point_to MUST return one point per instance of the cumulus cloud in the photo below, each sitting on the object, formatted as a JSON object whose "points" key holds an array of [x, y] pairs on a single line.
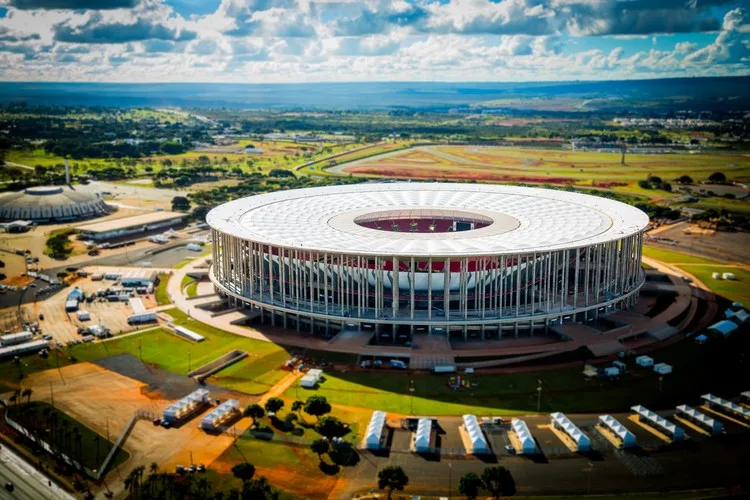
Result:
{"points": [[72, 4], [307, 40]]}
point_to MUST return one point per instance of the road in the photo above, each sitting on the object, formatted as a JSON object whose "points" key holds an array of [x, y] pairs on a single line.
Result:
{"points": [[29, 483]]}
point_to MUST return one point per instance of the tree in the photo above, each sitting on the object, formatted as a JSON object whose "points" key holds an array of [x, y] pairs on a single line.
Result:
{"points": [[469, 485], [320, 446], [717, 177], [317, 406], [498, 481], [392, 478], [273, 405], [244, 471], [180, 203], [254, 411]]}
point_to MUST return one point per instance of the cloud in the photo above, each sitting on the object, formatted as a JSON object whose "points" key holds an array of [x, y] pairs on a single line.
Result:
{"points": [[730, 45], [9, 35], [151, 21], [72, 4]]}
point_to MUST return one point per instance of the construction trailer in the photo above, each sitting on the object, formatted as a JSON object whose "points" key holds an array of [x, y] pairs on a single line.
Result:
{"points": [[187, 406], [623, 435], [374, 433], [423, 436], [715, 402], [662, 368], [701, 420], [15, 338], [311, 378], [226, 411], [659, 423], [525, 439], [560, 421], [19, 349], [644, 361], [476, 436]]}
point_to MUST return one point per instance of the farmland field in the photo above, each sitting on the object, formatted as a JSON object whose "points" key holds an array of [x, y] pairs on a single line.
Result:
{"points": [[562, 167]]}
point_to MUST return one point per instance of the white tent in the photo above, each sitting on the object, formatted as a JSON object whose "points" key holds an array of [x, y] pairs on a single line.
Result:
{"points": [[375, 430], [423, 435], [627, 438], [528, 446], [659, 422], [478, 442], [644, 361], [741, 316], [560, 421], [699, 418], [724, 327], [663, 368], [308, 381]]}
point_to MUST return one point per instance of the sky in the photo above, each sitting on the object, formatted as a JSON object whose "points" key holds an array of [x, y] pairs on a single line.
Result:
{"points": [[267, 41]]}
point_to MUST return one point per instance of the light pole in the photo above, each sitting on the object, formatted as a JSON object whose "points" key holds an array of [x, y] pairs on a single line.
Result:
{"points": [[411, 397], [450, 469], [539, 396]]}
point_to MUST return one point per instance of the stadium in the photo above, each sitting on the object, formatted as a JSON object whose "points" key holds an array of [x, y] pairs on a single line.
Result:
{"points": [[428, 257]]}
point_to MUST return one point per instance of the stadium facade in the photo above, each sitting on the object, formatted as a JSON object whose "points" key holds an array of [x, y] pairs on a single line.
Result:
{"points": [[428, 257]]}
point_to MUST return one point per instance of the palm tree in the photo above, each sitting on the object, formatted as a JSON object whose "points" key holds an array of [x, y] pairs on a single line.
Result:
{"points": [[392, 478], [498, 481]]}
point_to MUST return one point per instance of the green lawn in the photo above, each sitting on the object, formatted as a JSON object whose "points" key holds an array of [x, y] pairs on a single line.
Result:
{"points": [[671, 256], [735, 290], [253, 375], [161, 290], [90, 450], [563, 390]]}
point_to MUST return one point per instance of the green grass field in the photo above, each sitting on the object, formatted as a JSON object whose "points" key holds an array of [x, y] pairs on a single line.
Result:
{"points": [[735, 290], [673, 257], [90, 449]]}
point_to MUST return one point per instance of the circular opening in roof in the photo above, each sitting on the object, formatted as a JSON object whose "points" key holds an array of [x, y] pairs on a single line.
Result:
{"points": [[44, 190], [422, 220]]}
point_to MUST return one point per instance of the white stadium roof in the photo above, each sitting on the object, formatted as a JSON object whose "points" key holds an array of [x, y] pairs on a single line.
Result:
{"points": [[525, 219]]}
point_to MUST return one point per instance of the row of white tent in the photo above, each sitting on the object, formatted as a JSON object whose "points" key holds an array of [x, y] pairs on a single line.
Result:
{"points": [[627, 438], [374, 432], [659, 423], [186, 405], [476, 437], [560, 421], [221, 414]]}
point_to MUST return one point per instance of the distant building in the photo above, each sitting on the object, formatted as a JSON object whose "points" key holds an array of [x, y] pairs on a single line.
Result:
{"points": [[106, 230], [47, 204]]}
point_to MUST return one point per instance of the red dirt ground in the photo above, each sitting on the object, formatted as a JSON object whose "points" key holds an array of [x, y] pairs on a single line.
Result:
{"points": [[453, 174]]}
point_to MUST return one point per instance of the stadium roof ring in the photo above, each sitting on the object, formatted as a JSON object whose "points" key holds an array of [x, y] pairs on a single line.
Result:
{"points": [[438, 255]]}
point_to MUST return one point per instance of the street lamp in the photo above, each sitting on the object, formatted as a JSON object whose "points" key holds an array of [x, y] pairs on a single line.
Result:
{"points": [[411, 398], [539, 396]]}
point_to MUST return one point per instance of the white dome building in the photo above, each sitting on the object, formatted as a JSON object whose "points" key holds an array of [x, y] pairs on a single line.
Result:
{"points": [[457, 257]]}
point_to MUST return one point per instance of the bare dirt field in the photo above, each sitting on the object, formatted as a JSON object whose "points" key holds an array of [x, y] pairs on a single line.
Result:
{"points": [[105, 400]]}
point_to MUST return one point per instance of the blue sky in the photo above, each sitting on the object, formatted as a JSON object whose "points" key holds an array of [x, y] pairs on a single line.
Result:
{"points": [[373, 40]]}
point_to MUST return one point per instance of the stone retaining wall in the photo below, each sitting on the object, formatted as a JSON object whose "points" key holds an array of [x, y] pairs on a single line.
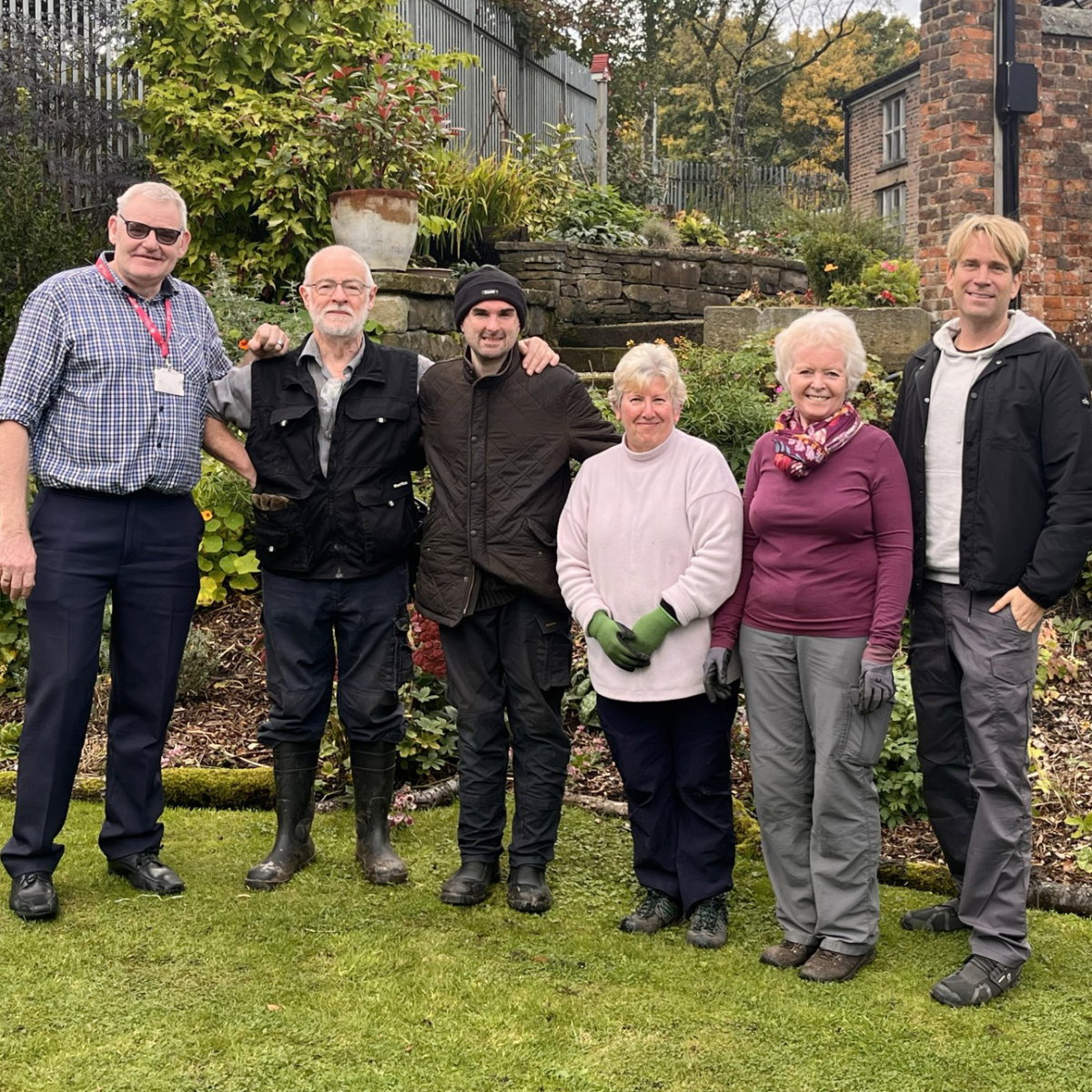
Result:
{"points": [[611, 285]]}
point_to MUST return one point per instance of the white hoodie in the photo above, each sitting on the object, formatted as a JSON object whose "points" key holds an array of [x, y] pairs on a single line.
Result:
{"points": [[944, 438]]}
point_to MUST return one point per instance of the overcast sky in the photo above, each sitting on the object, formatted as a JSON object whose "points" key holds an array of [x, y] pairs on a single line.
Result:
{"points": [[912, 9]]}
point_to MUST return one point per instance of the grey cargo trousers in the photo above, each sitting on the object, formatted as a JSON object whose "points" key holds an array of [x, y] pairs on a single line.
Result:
{"points": [[812, 767], [972, 674]]}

────────

Retype the records exactly. Any image in them should not appear in what you write.

ANSWER FOR THIS EXERCISE ::
point_to MUST return one point per instance of the cumulus cloud in the photo below, each sitting on the object, formatted as a JSON object whose "points" key holds an array of [x, y] pairs on a single line.
Result:
{"points": [[72, 4], [307, 40]]}
point_to MUST return one point per instance of the road in the photo above, each sitting on the object, formatted as a JSON object whose "points" key holds an array of [x, y] pairs on a single line.
Result:
{"points": [[29, 483]]}
point_to MUST return one point per instance of the tree in the photo above, each sitting on the object, formatted as a JSON object whose "points" key holds an array of [x, y] pairs on a single line.
Result:
{"points": [[469, 485], [320, 446], [717, 177], [317, 406], [498, 481], [392, 478], [273, 405], [244, 471], [180, 203], [254, 411]]}
point_to MUST return one point per instance of the cloud in the photo above, each sitting on the object, formatted as a JSON object whose "points" key holds an array of [x, y] pairs on a single line.
Result:
{"points": [[730, 45], [9, 35], [151, 21], [72, 4]]}
point_to MUST return one point per instance of the construction trailer in the photo above, each sitting on the object, formatted as a JSON object whose "points" key holds an array of [x, y] pairs on a single line.
Result:
{"points": [[187, 406], [623, 435], [374, 433], [423, 436], [715, 402], [662, 368], [701, 420], [15, 338], [311, 378], [226, 411], [659, 423], [525, 439], [560, 421], [19, 349], [644, 361], [476, 436]]}
point_to MUST return one point per instance of the farmland field in the photo above, each sitting on the object, formatted as a JSON object whose "points" key holds an array of [x, y] pairs on a single line.
Result:
{"points": [[562, 167]]}
point_to MUST return one point per instance of the white tent in the photo above, each sitting on the object, formatted as a JSON object whose "points" key holds an array of [x, y] pairs on a single line.
Result:
{"points": [[375, 430], [423, 435], [627, 438], [528, 446], [659, 422], [478, 442], [644, 361], [741, 316], [560, 421], [699, 418], [724, 327], [663, 368], [308, 381]]}
point_to MUST return one point per instance of the sky in the photo above, each sitting on the object, formatted as a JSON object whose "points" key holds an array of [x, y] pairs on a single line.
Result:
{"points": [[267, 41]]}
point_to MUST return one point per instance of the light pole in the photo above, each sitting on the object, formatted as a JSON object whose "points" key holds an array of [x, y] pairs on a single line.
Result:
{"points": [[411, 397], [450, 469], [539, 396]]}
point_to MUST return one point per instance of the stadium in the photo above, each sitting on the object, formatted as a JSON object whose "points" key holds an array of [x, y] pairs on a single line.
Result:
{"points": [[428, 257]]}
point_to MUST return one point per instance of the stadium facade in the photo above, each sitting on the object, formatted as a JSON object whose "points" key holds an array of [x, y] pairs on a single line.
Result:
{"points": [[428, 257]]}
point_to MUST return one point per instance of the palm tree in the photo above, each sitting on the object, formatted as a JSON object whose "points" key holds an array of [x, y] pairs on a single line.
Result:
{"points": [[392, 478], [498, 481]]}
point_to MUST return one point per instance of the green lawn in the photo above, each sitting on the object, formatted as a JSON object whose "points" key holds an array of [x, y] pairs on a single line.
Result:
{"points": [[671, 256], [735, 290], [253, 375], [161, 290], [90, 450], [563, 390]]}
point_to MUST return one point per instance of the green grass field in the photo above, each sitting on the object, formatted as a JSON object whose "points" key holds an array of [x, y] pairs on a single line.
Result:
{"points": [[735, 290], [673, 257], [90, 449]]}
point_to MUST return one point per instance of the circular opening in roof in the photo above, each sitting on the object, formatted as a JSON object whose "points" key holds an array of [x, y] pairs on a single line.
Result:
{"points": [[44, 190], [422, 220]]}
point_to MUST return one point per instance of the white stadium roof in the photo above, each sitting on the object, formatted as a JSON object whose "points" key holds an array of [x, y] pairs on a single line.
Result:
{"points": [[525, 219]]}
point_to MUST return one point per instance of the row of white tent in the photo above, each sitting on the object, formatted as a JSON object whose "points" key holds an array of [x, y] pairs on a single line.
Result:
{"points": [[627, 438], [374, 432], [659, 423], [186, 405], [476, 437], [560, 421], [221, 414]]}
point_to MUST return one point per instance of the distant building in the photo above, each sitting on the object, formatted as a JSON object whose "points" key holds an array of [x, y] pairs on a single line.
Result:
{"points": [[106, 230], [47, 204]]}
point_to MUST return one point per instance of the red dirt ground in the photo above, each sitting on the object, formatted as a JSON object whose "points" key holds an array of [x, y] pairs on a single line.
Result:
{"points": [[453, 174]]}
point_to MUST return one point per instance of the stadium roof ring in the photo above, each sitting on the object, formatted as a JSON object whose "points" key holds an array of [x, y] pairs on a single line.
Result:
{"points": [[438, 255]]}
point_to MUST return one point per instance of the street lamp in the photo above, each sitting on the object, formatted as a JSON object whose "points" key holds an array of [x, y] pairs on a single line.
Result:
{"points": [[411, 398], [539, 396]]}
point_to MUST return one point per instance of the white dome building in the photo above, each sitting on the object, formatted as a JSON object whose "points" key holds an array of [x, y] pairs on a single line.
Result:
{"points": [[457, 257]]}
point_to MUST return one point per instance of the bare dirt field in the photo above, each sitting on the object, formatted as a JSON object whose "points" key holds an array of [x, y] pairs on a single line.
Result:
{"points": [[105, 400]]}
point_to MUST return one point per instance of the blue sky in the photo above, each sitting on the object, formatted as a JSON object whose "points" key holds an array of [x, y] pairs on a single line.
Result:
{"points": [[373, 40]]}
point_to MUST return one point per instance of the stone retaining wall in the photo below, each sitting on the object, formatted as a JSON object whose "points" key holds an array of [x, y] pairs on a single line.
Result:
{"points": [[611, 285]]}
point_to MUST return one point per instance of the white hoodie in the photo above, each sitting on the object, formatted as a JSON object whose "points" key holds an array of [x, y] pairs on a single line.
Result:
{"points": [[944, 438]]}
point_to MUST return one point per instance of the overcast sky in the photo above, each sitting on the object, formatted as a JSON object whose "points" key holds an array of [x, y] pairs on a single line.
Result:
{"points": [[912, 9]]}
point_to MUST return one point per instance of the grey cargo trousers in the photo above, each sitting on the object, formatted as a JSON object whose "points" key holds an array of [x, y] pairs on a single line.
Result:
{"points": [[812, 767], [972, 674]]}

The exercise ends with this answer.